>> BEGIN
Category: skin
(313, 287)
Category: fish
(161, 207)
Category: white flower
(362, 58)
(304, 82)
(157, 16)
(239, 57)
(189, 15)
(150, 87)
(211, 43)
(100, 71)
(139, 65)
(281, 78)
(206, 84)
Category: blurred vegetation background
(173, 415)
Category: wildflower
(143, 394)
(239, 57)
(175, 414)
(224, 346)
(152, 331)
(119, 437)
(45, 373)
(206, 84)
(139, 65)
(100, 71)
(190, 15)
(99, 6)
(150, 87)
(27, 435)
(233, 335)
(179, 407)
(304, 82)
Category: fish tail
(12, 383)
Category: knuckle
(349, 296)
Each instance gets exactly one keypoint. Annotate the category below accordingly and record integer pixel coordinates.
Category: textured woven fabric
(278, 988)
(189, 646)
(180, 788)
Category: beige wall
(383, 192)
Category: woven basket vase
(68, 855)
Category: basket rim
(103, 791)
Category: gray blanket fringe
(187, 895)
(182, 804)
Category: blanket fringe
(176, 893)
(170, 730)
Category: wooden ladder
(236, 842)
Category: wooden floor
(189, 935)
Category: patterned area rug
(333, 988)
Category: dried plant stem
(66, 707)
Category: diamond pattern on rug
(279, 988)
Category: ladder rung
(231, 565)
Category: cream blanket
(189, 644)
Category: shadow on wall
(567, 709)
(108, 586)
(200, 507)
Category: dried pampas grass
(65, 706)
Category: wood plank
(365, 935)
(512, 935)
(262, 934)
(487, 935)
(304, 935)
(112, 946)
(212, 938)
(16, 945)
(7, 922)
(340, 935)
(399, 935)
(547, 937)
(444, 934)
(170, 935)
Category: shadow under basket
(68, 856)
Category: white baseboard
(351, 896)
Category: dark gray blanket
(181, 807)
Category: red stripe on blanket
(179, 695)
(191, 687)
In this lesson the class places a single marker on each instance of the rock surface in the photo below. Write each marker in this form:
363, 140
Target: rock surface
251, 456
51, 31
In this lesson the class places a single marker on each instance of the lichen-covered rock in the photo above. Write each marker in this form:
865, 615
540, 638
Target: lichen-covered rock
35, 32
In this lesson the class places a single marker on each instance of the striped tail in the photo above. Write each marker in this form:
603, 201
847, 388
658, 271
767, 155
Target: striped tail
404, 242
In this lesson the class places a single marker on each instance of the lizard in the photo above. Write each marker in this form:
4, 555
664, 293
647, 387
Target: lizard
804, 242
>> END
» Exercise requirements:
Copy all of the entries above line for line, without changing anything.

» Expected answer:
Category: skin
(313, 287)
Category: fish
(161, 207)
Category: white flower
(362, 58)
(304, 82)
(157, 16)
(239, 57)
(189, 15)
(150, 87)
(211, 43)
(100, 71)
(139, 65)
(281, 78)
(206, 84)
Category: blurred vegetation background
(173, 415)
Category: wildflower
(143, 394)
(239, 57)
(175, 414)
(224, 346)
(152, 331)
(119, 437)
(45, 373)
(206, 84)
(139, 65)
(100, 71)
(190, 15)
(99, 6)
(150, 87)
(27, 435)
(233, 335)
(179, 407)
(304, 82)
Category: fish tail
(12, 383)
Category: knuckle
(349, 296)
Each instance gets exactly one keypoint. Annotate the category below accordingly and record integer pixel coordinates.
Category: textured woven fabric
(278, 988)
(189, 646)
(180, 788)
Category: beige wall
(383, 192)
Category: woven basket vase
(68, 855)
Category: basket rim
(103, 791)
Category: gray blanket fringe
(187, 895)
(182, 804)
Category: blanket fringe
(176, 893)
(170, 730)
Category: wooden ladder
(236, 842)
Category: wooden floor
(189, 935)
Category: patterned area rug
(333, 988)
Category: dried plant stem
(66, 707)
Category: diamond pattern on rug
(279, 988)
Category: ladder rung
(231, 565)
Category: cream blanket
(189, 644)
Category: shadow on wall
(567, 709)
(108, 586)
(200, 507)
Category: dried pampas grass
(65, 706)
Category: wood plank
(365, 935)
(512, 935)
(262, 934)
(487, 935)
(304, 935)
(112, 946)
(212, 938)
(16, 945)
(7, 922)
(340, 935)
(399, 935)
(547, 937)
(444, 934)
(170, 935)
Category: shadow under basket
(68, 856)
Category: white baseboard
(351, 896)
Category: dark gray blanket
(181, 807)
Category: red stripe on blanket
(179, 695)
(191, 687)
In this lesson the class places a single marker on each instance of the rock surface in the photo below. Write each marker in this form:
363, 140
Target: rock surface
251, 456
51, 31
In this lesson the class places a single marker on each instance of the lichen-covered rock in the photo above. Write each marker in this form:
865, 615
540, 638
Target: lichen-covered rock
35, 32
In this lesson the class places a single marker on each instance of the striped tail in the photo above. Write each marker in this form:
603, 201
847, 388
658, 271
767, 155
Target: striped tail
404, 242
In this lesson the class places a single marker on each instance of the lizard in the photo above. Write each marker in this form:
4, 555
664, 293
647, 387
Target: lizard
804, 242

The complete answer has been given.